ABOUT THIS TASK:
Some lines in the entries contain the word "blue". Copy all of them.
-- Opening Marker --
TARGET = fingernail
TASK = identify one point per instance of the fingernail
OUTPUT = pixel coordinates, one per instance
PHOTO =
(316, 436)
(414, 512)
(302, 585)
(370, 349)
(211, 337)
-- Closing Marker --
-- Opening Marker --
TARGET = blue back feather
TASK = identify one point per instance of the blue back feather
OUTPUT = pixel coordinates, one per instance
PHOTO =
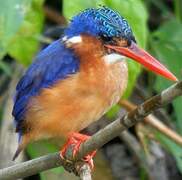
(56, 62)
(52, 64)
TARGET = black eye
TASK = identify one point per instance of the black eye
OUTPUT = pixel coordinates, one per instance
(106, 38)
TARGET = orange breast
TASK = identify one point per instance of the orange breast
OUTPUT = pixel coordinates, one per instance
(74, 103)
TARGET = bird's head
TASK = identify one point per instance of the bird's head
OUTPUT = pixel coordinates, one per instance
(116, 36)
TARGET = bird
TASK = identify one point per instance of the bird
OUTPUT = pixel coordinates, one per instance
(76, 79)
-- Closing Marker --
-- Opening Marker --
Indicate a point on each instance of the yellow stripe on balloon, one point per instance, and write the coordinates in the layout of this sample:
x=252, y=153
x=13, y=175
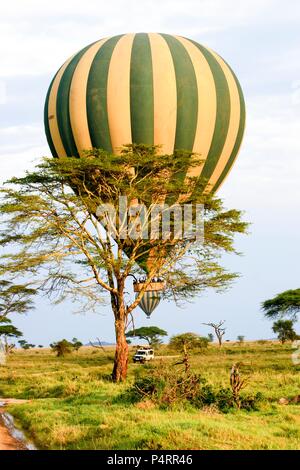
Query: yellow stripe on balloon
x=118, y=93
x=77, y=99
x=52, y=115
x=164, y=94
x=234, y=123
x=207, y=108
-- Closing Marker --
SOLUTION TO THIS PROBLEM:
TARGET = blue back feather
TASK = identify one point per instance of the blue back feather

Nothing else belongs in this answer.